# [Text to read]

I have not removed the old workflow, and indeed have fixed a few bugs with it. I personally think the new workflow is better than the old, and should at least be the default. However, whether the existing workflow should be removed is good question for discussion.

Add support for 10 bit gray and RGB decoding

You can now decode videos that have 10bit YUV encoding, receive them either as RGB or Gray buffers.

Add support for 10 bit gray and RGB encoding

You can now encode videos that have 10bit YUV encoding, and write them as either Gray or RGB buffers.

Add support for encoding frames that are "scanline major"

Most video packages expect pixels with neighboring x position and the same y position, that is pixels adjacent on the same scanline, to be adjacent in memory. Encoding frames that have this memory layout required the use of PermutedDimsArray with VideoIO. I have added a keyword argument, scanline_major, that allows the use of this pervasive memory format in VideoIO when encoding videos. Indeed, libav itself uses this format. As such, encoding video frames that are scanline major requires less work on VideoIO's end, and can be as simple as copying memory.

Eliminate use of deprecated functions in libav

I have removed calls to deprecated libav functions and replaced them with the recommended alternatives.

removed deprecated function	replacement function
`avpicture_get_size`	`av_image_get_buffer_size`
`avcodec_decode_video2`	`avcodec_send_packet` and `avcodec_receive_frame`

Replacing avcodec_decode_video2 required changing the logic of the decoding loop, in order to handle EAGAIN errors as per the libav documentation.

There is one more deprecated function that I replaced, but I am having a hard time finding which function that was.

Make implicit memory layout requirement of decoding pipeline explicit

The video decoding pipeline seemed to require that the frame buffer supplied by users by scanline-major, as described above, but did not require that the array be indexed one way or another. I have made this requirement explicit, and disabled some code that I think would have errored previously because it violated this assumption.

Use method dispatch in favor of if-else statements where possible

Instead of big if-else statements that match user-supplied buffer type with pixel format, and scale poorly with the number of buffer and pixel types supported, I have moved much of this logic into method dispatch. The type of the user-supplied buffer now uses method dispatch, instead of if-else statments, when encoding and decoding video.

Refactor repeated code snippets into functions

Some code snippets, such as "pumping" a video container for frame data, were repeated many times in many different functions. I have tried to refactor this snippets into a single function where I noticed them.

# [Work to do]
Can you carry the VideoIO change notes on past their last sentence? The material has no connection to the VideoIO change notes.

# [Data provided]
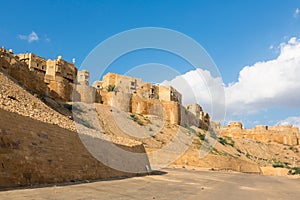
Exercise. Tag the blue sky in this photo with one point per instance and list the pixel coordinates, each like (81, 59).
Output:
(235, 33)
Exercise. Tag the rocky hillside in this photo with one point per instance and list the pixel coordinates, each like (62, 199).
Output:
(244, 155)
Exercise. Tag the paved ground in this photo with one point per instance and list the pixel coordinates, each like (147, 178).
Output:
(175, 184)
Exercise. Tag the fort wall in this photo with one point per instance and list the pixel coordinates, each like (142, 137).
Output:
(285, 134)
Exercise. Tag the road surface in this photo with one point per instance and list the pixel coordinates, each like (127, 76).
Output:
(174, 184)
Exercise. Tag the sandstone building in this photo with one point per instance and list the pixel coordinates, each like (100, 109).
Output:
(62, 81)
(285, 134)
(133, 95)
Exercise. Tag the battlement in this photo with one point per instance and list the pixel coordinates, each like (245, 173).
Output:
(283, 134)
(62, 81)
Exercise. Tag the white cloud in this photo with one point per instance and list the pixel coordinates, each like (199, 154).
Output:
(290, 120)
(30, 38)
(267, 84)
(199, 86)
(296, 13)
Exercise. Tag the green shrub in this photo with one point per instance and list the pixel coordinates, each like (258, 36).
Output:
(295, 170)
(140, 123)
(226, 141)
(68, 106)
(133, 117)
(278, 165)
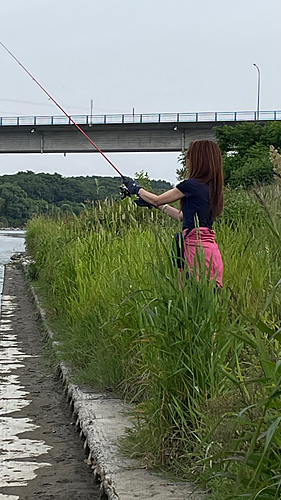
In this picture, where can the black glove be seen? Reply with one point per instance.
(124, 192)
(141, 203)
(132, 186)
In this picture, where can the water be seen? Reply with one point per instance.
(11, 242)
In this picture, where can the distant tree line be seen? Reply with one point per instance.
(26, 194)
(246, 153)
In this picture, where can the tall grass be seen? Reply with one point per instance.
(202, 366)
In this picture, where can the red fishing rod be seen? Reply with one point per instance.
(64, 112)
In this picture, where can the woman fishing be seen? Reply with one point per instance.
(201, 202)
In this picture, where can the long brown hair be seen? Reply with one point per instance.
(204, 163)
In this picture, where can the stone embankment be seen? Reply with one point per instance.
(102, 421)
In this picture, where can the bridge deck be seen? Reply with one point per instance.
(117, 133)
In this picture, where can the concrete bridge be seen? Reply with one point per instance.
(156, 132)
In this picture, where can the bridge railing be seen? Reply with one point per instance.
(143, 118)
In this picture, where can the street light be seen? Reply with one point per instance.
(259, 85)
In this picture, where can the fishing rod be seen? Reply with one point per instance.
(64, 112)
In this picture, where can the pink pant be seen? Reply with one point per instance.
(203, 238)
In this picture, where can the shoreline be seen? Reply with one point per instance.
(101, 420)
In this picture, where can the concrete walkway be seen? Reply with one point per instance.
(102, 421)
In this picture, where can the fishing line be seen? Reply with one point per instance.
(63, 111)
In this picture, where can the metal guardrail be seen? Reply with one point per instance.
(143, 118)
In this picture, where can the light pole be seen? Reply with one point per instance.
(259, 85)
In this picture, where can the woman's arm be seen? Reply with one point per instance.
(158, 200)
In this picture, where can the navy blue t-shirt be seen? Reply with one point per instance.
(196, 203)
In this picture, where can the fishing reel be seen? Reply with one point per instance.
(124, 192)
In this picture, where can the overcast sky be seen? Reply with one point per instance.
(150, 55)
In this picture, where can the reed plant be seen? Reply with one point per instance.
(201, 366)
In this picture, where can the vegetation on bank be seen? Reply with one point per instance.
(202, 366)
(27, 194)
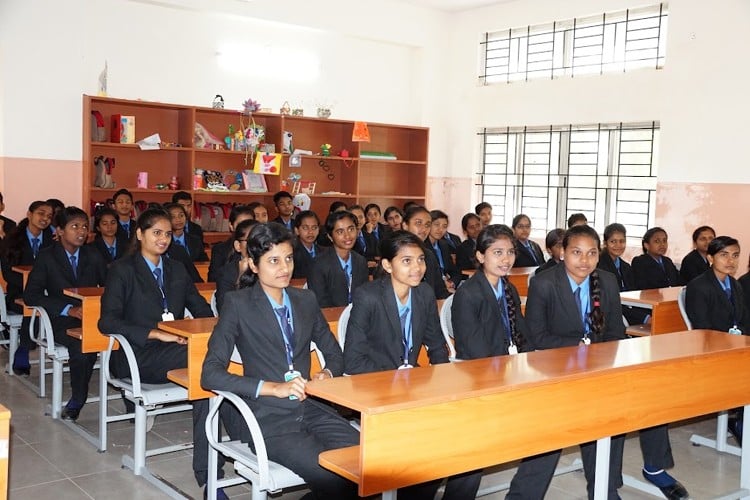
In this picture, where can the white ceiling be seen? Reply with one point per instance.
(453, 5)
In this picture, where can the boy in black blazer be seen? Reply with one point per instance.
(336, 274)
(54, 271)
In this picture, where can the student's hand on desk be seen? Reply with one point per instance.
(166, 337)
(76, 312)
(295, 387)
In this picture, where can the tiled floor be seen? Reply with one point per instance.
(49, 461)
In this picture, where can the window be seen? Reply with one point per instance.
(608, 172)
(607, 43)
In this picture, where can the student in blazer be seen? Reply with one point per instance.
(18, 250)
(327, 277)
(528, 252)
(695, 263)
(272, 325)
(654, 269)
(391, 319)
(53, 271)
(306, 230)
(654, 441)
(221, 251)
(133, 304)
(555, 319)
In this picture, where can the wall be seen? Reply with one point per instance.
(367, 63)
(699, 98)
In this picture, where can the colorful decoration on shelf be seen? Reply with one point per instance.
(250, 106)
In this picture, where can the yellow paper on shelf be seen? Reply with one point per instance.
(267, 163)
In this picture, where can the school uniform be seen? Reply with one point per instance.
(375, 342)
(295, 432)
(650, 273)
(654, 441)
(192, 245)
(479, 329)
(107, 253)
(126, 230)
(709, 306)
(528, 255)
(626, 281)
(53, 272)
(177, 252)
(445, 262)
(220, 254)
(329, 282)
(304, 258)
(132, 306)
(432, 275)
(692, 266)
(466, 258)
(554, 320)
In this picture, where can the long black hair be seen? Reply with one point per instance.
(596, 316)
(261, 239)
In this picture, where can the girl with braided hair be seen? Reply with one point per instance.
(575, 304)
(486, 311)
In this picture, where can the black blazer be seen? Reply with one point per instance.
(248, 321)
(432, 275)
(178, 253)
(121, 248)
(450, 268)
(373, 334)
(478, 329)
(131, 304)
(303, 261)
(220, 254)
(52, 273)
(524, 258)
(649, 274)
(552, 314)
(14, 290)
(466, 255)
(328, 281)
(626, 281)
(708, 306)
(692, 266)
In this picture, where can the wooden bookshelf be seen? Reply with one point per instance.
(351, 179)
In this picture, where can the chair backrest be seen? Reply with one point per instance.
(683, 311)
(447, 327)
(343, 321)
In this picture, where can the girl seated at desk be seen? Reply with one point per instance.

# [Exercise answer]
Make decoding image buffer compatible with multi-planar image formats

The image buffer used by the decoding logic to handle containers with multiple video streams did not account for the use of multi-planar image formats. I have used libav functions to transfer the image buffers to the VideIO maintained image buffer, which allows it work with multi-planar image formats. I am unclear if this image buffer is ever used, but at least it's now not wrong.

New interface to interact with nested C structs in libav

One large change in this PR is that it introduces a new type, NestedCStruct, and associated methods for to make interacting with nested C structs require less code in Julia, and additionally fixes some potential memory bugs in the existing code. This type and related functions are in the new file avptr.jl. Interacting with libav (FFMPEG) requires receiving, modifying, and passing structs that are part of the API of that library. Interacting with these C structs requires modifying their fields and generating pointers to them. The existing codebase would often store these structs as length 1 arrays of Julia structs that match the memory layout of the C struct. However, accessing this memory and modifying individual fields would often boil down to generating pointers to the array, and then modifying fields of the Julia struct directly with pointer logic, requiring many unsafe_store! and unsafe_load statements throughout the codebase, without any calls to GC.@preserve etc to ensure that the underlying memory was not garbage collected before the pointer was used. Additionally, even if the GC.@preserve macros were added in the right places, by my reading of Julia's semantics on getting pointers to fields of Julia structs is that it's not supported, and while the existing code might work at the moment there is no guarantee that future compiler or garbage collector optimizations will not break it.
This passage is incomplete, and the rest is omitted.